### Requirement
Find every line containing the string "arched" in the data below, and report how many there are, with no other words.

### Dataset records
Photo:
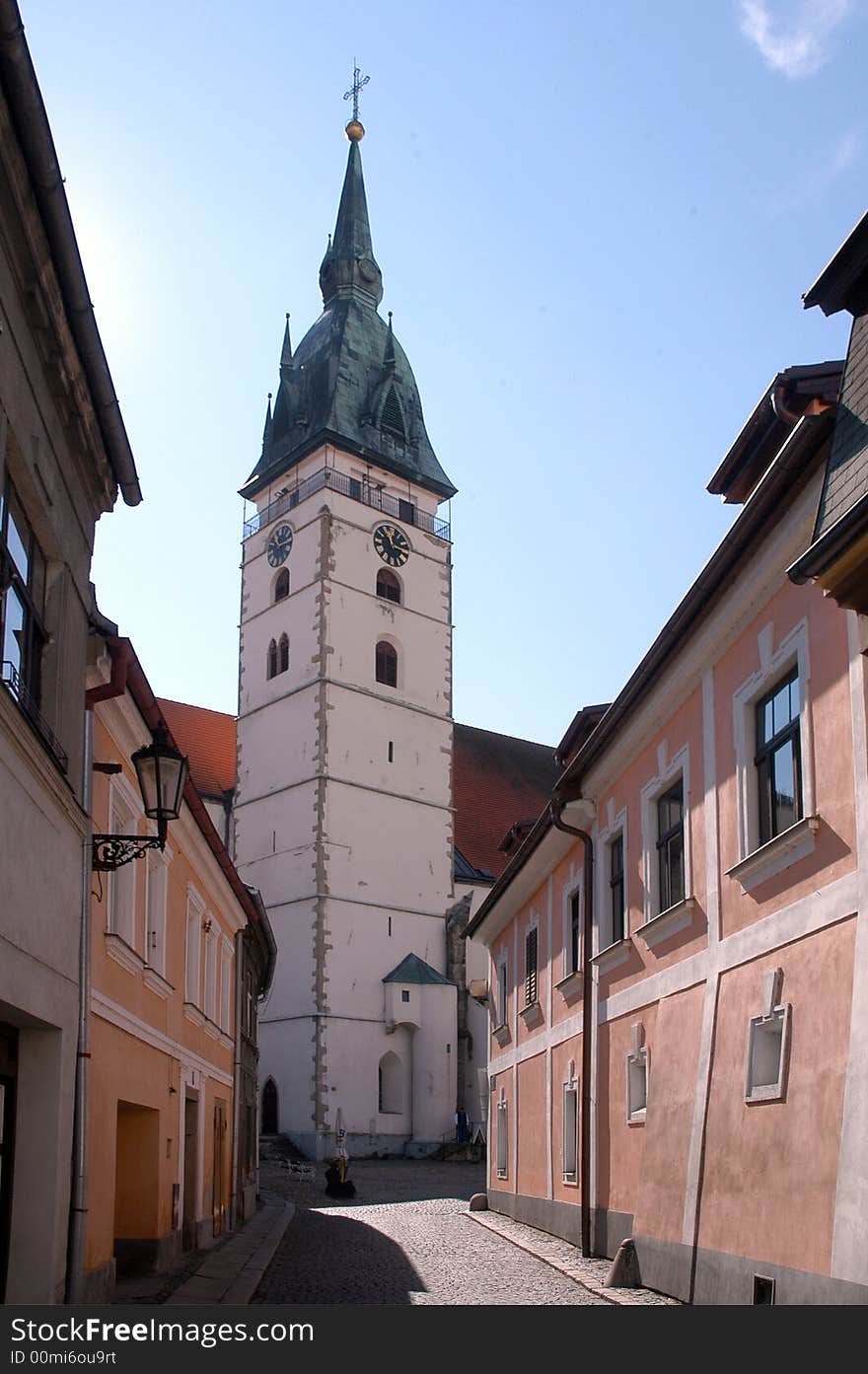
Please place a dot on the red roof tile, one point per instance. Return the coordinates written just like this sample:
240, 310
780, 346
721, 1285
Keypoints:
209, 738
496, 780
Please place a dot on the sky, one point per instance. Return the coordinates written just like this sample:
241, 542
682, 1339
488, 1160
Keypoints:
595, 226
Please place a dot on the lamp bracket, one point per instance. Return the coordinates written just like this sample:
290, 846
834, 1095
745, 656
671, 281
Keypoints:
110, 852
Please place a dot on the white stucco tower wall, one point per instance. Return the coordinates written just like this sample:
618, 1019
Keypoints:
342, 814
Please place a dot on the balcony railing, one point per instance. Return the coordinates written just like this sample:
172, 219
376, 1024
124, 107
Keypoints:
18, 688
357, 490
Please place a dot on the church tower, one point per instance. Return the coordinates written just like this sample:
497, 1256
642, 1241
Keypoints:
343, 805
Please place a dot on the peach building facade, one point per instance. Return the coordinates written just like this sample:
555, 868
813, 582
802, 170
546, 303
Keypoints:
675, 961
172, 998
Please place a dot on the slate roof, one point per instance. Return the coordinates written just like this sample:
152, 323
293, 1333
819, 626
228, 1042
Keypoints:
207, 737
496, 780
349, 381
415, 971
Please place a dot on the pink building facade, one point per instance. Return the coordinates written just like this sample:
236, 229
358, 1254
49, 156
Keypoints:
679, 948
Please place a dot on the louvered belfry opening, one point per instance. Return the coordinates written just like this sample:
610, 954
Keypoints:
392, 419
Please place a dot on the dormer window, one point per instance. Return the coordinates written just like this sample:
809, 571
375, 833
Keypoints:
388, 586
392, 419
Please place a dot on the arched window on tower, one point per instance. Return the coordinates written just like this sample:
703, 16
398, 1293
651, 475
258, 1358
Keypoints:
386, 664
388, 586
389, 1083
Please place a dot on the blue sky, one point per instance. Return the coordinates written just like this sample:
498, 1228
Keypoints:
595, 226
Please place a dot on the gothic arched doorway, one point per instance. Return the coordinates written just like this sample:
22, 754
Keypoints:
269, 1108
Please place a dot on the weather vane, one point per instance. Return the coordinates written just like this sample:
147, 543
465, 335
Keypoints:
356, 87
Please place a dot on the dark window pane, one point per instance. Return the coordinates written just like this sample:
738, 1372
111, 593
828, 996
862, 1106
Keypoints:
13, 629
18, 541
784, 787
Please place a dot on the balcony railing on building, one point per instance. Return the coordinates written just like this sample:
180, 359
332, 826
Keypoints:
20, 691
357, 490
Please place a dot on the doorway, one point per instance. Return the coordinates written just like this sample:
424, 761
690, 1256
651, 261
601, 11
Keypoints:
269, 1108
9, 1073
219, 1179
136, 1189
191, 1157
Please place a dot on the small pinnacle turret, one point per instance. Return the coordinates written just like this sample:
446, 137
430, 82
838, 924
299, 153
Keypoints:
286, 353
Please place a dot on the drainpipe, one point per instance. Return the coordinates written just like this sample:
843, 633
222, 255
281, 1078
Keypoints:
555, 812
79, 1195
235, 1193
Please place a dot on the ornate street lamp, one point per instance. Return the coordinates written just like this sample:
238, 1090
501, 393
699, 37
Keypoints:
163, 773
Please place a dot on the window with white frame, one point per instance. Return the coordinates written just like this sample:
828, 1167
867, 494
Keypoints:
636, 1076
122, 881
570, 1128
779, 758
195, 914
665, 822
612, 895
531, 966
210, 973
773, 759
503, 992
573, 930
615, 864
226, 984
768, 1046
503, 1136
156, 912
671, 845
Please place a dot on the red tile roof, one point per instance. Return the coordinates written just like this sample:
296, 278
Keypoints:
496, 782
497, 779
209, 738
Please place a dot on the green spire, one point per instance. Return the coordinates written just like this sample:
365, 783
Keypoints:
349, 266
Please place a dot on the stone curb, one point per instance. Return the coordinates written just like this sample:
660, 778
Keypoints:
581, 1271
234, 1272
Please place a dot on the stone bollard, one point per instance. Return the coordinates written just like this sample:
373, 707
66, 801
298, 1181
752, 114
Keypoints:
623, 1271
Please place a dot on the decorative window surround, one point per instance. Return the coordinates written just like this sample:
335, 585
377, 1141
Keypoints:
768, 1046
570, 1128
532, 1014
668, 923
157, 982
118, 950
773, 664
573, 891
613, 955
775, 855
636, 1066
615, 825
667, 776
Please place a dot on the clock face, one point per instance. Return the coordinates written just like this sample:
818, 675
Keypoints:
279, 545
392, 544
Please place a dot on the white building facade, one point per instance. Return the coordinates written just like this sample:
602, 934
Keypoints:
343, 801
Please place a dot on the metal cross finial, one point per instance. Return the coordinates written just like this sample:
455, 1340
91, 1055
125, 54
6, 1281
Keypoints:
356, 87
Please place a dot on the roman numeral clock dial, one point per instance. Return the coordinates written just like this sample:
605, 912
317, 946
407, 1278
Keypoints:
392, 544
279, 545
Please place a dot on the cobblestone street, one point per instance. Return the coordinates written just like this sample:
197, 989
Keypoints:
404, 1238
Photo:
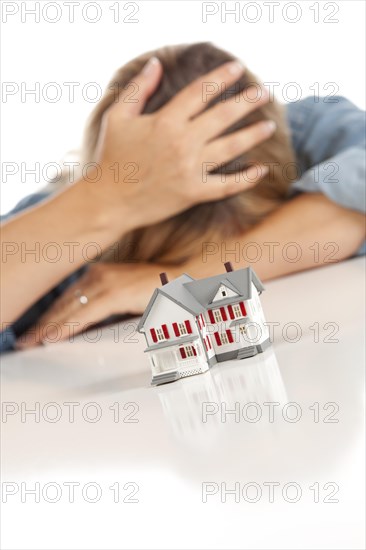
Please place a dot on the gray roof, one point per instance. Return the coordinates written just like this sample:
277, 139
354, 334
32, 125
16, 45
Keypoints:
196, 296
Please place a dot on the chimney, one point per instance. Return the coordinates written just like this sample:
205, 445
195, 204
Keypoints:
228, 266
164, 278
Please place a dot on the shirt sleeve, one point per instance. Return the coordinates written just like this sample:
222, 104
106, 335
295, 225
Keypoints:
328, 136
10, 332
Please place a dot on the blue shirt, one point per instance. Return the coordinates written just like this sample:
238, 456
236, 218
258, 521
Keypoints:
329, 142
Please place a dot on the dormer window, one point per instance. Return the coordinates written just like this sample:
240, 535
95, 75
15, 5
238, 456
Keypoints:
237, 311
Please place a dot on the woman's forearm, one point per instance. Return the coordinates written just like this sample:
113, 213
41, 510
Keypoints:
45, 244
308, 231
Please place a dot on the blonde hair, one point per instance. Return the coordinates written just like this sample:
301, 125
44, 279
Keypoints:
176, 239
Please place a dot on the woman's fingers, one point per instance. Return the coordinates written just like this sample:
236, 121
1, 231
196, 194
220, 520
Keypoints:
229, 147
222, 186
224, 114
194, 98
132, 99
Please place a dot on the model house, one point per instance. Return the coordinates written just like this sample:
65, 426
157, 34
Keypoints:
190, 325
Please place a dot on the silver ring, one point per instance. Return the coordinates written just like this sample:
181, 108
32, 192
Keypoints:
81, 297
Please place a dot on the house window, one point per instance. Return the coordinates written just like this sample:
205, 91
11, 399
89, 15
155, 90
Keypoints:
187, 352
217, 315
224, 339
182, 329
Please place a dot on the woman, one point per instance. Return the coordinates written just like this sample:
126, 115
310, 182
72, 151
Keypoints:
258, 215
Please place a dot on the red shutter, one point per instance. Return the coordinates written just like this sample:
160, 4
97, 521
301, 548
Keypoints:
218, 339
188, 327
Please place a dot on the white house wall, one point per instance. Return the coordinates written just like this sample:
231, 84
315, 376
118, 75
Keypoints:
166, 312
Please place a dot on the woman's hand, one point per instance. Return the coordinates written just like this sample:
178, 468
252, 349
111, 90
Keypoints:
107, 289
156, 165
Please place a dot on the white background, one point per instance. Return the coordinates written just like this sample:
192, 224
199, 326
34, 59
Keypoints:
307, 51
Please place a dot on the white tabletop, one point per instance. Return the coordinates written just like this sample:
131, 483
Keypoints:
157, 445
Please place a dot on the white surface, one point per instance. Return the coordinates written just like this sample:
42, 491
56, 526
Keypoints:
307, 47
170, 452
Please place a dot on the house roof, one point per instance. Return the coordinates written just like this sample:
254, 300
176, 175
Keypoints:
196, 295
204, 290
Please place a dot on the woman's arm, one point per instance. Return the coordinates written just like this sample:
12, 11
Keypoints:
169, 148
306, 232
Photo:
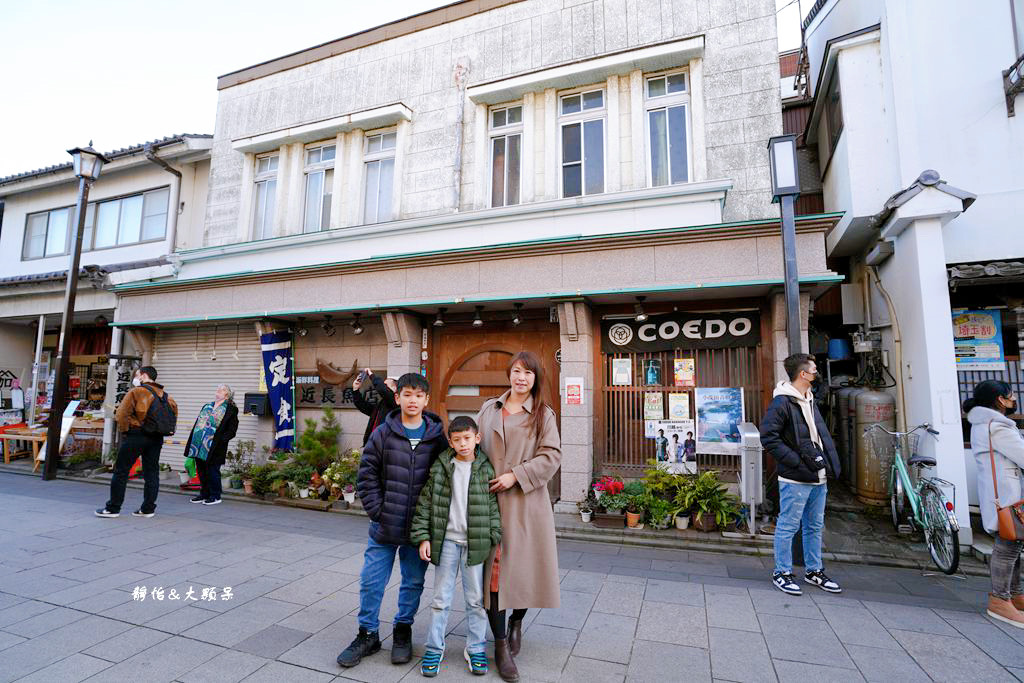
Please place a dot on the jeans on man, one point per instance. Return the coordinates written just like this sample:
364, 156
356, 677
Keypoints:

### Exercise response
2